__EXERCISE OBJECTIVE__.
Copy every line of the entries that has the string "positive" in it.

Stored records:
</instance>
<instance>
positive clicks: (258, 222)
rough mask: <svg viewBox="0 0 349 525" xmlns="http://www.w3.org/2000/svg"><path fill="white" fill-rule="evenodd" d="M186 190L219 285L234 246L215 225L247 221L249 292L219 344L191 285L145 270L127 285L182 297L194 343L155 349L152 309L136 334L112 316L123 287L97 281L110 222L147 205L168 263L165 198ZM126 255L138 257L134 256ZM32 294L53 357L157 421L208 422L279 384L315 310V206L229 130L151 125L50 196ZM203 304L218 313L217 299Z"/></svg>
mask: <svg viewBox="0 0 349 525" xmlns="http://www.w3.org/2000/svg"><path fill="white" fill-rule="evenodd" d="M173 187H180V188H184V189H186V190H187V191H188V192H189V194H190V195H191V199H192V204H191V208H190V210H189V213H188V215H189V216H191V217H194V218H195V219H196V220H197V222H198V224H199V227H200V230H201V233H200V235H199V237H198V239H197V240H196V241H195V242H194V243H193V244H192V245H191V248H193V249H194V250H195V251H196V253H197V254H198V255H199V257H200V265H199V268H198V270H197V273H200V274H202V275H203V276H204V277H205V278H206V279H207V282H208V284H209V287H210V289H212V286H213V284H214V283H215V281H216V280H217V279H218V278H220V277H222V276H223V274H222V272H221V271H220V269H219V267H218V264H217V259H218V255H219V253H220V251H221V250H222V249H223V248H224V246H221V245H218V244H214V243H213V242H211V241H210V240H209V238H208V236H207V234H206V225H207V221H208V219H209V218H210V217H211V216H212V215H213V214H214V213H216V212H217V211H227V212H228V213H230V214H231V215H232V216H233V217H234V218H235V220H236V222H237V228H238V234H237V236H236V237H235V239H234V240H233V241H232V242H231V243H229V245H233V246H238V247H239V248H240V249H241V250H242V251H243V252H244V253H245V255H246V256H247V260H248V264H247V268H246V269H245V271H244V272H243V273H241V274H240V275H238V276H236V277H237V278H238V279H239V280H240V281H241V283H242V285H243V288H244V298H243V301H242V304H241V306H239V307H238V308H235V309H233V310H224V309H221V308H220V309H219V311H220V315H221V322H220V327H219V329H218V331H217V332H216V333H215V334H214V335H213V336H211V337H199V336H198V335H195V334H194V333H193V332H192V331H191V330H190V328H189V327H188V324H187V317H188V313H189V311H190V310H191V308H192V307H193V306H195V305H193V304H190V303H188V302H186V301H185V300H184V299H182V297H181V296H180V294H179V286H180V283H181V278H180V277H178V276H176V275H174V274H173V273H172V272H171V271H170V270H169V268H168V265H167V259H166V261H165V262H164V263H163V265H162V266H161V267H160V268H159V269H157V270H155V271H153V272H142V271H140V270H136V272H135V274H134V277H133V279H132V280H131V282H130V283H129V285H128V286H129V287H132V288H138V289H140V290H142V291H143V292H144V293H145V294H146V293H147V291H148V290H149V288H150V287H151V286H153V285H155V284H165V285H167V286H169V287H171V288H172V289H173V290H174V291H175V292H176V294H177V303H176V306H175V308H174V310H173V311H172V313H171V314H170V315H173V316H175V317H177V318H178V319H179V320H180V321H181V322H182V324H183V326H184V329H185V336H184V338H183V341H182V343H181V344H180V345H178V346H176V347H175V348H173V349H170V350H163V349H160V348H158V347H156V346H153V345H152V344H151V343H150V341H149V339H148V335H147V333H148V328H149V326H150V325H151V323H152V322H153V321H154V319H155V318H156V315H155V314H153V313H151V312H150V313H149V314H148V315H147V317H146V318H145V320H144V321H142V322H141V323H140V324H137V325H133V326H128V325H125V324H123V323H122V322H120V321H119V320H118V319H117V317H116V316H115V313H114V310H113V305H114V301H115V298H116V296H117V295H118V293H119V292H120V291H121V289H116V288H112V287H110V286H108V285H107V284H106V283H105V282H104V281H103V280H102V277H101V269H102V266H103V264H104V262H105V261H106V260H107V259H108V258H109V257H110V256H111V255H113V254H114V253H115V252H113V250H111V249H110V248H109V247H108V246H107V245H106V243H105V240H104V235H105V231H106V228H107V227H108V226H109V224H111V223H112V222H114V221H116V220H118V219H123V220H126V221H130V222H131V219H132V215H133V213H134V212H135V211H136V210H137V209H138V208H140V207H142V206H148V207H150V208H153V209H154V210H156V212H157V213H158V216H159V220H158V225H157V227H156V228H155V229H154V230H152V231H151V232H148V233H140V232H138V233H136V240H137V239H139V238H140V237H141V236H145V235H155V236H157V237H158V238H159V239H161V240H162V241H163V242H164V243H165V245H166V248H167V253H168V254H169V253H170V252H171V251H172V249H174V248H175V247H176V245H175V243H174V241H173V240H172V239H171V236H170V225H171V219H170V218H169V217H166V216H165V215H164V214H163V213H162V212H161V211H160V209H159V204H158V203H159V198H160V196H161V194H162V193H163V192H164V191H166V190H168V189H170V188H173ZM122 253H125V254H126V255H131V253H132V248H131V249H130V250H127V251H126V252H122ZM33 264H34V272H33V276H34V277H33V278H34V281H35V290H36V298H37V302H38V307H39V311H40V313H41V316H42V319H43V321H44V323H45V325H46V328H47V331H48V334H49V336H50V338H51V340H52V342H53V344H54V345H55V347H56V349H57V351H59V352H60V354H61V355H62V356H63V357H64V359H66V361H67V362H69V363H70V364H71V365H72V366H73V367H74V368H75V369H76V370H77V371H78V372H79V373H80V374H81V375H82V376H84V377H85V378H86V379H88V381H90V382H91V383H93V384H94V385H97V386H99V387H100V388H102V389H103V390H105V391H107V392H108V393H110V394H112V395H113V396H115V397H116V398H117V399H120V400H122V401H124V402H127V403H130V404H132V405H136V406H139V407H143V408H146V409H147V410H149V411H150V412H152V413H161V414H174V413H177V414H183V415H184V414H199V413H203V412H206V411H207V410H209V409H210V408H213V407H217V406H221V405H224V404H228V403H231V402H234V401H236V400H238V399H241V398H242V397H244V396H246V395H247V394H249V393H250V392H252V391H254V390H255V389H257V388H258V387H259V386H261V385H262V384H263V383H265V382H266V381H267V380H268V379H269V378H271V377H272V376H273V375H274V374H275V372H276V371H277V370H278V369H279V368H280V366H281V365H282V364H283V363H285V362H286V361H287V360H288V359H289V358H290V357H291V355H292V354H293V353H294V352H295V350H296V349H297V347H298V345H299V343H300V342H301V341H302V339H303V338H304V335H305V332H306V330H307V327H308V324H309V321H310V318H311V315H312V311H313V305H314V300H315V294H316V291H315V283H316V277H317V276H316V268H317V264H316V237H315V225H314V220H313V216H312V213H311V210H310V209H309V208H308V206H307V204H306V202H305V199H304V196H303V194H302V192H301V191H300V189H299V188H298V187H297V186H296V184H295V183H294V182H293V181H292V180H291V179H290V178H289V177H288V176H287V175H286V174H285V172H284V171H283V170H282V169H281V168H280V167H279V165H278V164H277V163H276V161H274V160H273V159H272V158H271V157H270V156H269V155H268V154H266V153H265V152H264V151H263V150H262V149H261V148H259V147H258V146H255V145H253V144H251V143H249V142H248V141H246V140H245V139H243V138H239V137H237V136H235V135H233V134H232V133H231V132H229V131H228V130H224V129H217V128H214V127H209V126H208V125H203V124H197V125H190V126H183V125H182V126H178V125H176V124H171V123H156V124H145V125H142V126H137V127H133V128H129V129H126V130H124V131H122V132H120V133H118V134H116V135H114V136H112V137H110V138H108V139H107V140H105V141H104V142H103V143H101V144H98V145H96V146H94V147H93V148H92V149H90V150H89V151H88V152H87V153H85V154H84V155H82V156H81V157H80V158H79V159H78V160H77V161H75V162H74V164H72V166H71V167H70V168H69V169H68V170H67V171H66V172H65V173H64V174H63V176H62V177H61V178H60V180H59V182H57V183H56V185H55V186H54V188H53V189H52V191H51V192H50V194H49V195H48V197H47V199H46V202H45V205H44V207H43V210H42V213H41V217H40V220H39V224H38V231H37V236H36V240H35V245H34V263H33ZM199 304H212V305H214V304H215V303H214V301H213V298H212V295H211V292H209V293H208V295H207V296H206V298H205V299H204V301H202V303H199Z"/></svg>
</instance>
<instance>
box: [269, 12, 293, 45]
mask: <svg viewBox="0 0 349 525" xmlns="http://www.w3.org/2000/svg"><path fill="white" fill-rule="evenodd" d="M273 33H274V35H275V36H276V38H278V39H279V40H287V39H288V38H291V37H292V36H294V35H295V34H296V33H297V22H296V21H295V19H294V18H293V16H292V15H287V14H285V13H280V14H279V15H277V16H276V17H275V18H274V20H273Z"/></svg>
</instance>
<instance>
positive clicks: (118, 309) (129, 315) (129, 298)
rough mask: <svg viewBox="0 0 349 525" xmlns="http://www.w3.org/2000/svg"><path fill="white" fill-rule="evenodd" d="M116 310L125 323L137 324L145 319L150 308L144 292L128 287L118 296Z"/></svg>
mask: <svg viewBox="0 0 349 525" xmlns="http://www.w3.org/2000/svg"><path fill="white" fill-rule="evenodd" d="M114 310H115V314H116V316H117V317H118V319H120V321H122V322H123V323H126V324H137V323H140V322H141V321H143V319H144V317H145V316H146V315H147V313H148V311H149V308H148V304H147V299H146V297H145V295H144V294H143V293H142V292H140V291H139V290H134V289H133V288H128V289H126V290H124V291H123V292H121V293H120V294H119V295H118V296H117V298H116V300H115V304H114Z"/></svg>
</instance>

__EXERCISE RESULT__.
positive clicks: (258, 222)
positive clicks: (118, 309) (129, 315) (129, 298)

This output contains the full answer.